▶ The task: Report every line below that carries the word "banner".

▶ Dataset records:
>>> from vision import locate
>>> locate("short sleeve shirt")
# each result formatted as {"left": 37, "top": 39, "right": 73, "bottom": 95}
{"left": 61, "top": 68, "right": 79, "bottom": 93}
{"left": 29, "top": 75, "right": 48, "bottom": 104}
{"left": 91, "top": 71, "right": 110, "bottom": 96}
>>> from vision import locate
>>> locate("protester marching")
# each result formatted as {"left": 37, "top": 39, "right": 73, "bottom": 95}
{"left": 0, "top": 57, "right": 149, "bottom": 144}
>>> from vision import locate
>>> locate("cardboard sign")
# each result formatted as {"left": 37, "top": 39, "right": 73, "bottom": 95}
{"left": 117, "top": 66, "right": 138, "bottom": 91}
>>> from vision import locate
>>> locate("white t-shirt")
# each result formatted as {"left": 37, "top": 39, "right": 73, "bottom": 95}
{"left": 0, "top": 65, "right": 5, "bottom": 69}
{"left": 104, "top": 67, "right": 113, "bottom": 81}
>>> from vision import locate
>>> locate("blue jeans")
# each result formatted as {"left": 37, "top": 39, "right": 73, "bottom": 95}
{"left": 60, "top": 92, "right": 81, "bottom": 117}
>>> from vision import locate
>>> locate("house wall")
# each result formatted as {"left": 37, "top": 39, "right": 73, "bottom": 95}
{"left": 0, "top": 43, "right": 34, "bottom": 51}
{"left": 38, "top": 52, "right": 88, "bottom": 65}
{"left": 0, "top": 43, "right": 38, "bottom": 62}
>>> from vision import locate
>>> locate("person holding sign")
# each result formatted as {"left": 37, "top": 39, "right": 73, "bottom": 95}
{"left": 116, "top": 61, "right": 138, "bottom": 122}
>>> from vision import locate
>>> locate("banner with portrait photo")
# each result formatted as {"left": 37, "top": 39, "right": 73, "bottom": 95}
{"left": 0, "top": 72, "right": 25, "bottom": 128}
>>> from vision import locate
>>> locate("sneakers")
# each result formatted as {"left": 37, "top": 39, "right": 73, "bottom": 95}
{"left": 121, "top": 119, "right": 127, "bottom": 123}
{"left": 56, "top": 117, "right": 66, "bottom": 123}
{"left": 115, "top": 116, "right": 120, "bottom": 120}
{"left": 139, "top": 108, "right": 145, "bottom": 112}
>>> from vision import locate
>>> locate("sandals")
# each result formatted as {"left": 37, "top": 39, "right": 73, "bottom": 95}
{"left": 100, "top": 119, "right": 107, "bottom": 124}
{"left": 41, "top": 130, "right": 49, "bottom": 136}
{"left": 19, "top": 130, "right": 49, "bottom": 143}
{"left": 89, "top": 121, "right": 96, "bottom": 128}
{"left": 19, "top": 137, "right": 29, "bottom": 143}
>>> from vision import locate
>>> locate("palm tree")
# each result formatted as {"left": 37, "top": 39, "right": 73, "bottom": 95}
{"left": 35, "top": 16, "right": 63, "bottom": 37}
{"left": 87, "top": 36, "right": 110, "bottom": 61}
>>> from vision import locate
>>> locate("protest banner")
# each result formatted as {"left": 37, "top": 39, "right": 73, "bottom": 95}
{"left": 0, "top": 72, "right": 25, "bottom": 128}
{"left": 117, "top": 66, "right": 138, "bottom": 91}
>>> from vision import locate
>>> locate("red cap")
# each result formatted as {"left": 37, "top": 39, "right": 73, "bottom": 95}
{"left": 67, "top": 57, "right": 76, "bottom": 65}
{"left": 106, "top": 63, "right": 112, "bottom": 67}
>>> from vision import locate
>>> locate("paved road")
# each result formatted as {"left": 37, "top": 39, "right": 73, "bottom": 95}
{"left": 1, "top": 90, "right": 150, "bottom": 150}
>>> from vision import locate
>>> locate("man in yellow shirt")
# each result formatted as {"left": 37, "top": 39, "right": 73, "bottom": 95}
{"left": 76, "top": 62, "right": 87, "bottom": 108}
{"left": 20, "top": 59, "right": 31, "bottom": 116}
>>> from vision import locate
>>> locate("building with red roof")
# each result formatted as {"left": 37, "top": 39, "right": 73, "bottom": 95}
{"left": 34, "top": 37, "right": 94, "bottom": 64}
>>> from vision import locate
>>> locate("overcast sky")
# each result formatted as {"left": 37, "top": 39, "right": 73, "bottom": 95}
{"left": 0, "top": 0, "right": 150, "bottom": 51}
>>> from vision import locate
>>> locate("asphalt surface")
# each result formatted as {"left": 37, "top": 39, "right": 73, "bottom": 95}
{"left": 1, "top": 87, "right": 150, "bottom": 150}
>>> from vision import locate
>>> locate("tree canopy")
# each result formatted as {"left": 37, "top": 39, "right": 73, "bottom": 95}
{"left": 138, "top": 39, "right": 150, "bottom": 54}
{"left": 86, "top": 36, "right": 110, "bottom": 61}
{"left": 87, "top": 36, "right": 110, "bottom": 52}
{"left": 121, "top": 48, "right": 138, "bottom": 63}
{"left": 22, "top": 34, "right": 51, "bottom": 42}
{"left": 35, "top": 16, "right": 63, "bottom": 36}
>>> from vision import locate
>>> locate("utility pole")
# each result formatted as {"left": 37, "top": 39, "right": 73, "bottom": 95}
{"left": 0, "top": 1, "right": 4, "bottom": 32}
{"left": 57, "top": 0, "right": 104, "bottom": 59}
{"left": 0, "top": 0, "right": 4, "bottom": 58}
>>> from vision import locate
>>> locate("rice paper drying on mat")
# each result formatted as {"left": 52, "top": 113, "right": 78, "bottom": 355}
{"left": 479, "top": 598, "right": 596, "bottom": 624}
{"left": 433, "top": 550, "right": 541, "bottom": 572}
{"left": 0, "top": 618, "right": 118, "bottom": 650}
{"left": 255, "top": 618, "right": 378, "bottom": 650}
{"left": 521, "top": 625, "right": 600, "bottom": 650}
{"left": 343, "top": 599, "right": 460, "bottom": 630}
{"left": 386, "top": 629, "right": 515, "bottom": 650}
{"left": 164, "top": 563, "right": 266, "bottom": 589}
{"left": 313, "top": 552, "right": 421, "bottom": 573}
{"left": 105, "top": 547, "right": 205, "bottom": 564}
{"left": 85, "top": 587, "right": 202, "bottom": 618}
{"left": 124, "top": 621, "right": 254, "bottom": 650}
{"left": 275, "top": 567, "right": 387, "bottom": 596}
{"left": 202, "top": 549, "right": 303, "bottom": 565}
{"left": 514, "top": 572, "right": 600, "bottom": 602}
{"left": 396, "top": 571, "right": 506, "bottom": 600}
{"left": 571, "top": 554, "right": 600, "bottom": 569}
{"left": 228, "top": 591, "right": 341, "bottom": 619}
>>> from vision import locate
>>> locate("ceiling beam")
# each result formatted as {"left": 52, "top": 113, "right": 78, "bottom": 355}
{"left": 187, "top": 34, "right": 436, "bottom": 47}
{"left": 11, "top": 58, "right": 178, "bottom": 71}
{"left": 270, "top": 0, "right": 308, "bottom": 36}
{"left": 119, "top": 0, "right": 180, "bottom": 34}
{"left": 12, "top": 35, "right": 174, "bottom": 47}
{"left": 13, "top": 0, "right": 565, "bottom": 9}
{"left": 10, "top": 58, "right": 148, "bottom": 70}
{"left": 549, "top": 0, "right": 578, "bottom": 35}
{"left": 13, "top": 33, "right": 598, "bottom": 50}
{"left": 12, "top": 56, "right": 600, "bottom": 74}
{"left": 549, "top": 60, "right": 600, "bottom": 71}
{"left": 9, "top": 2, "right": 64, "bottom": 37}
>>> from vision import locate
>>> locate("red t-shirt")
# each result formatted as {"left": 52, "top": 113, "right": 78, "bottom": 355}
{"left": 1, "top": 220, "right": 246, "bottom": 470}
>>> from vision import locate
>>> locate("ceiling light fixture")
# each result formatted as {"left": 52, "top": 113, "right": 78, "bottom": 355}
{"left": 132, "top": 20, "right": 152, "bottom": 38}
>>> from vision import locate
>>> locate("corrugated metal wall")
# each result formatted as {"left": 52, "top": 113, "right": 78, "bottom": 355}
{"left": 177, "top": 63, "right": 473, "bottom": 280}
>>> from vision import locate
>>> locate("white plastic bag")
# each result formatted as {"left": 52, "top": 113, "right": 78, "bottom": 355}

▶ Answer:
>>> locate("banner with portrait photo")
>>> locate("protest banner")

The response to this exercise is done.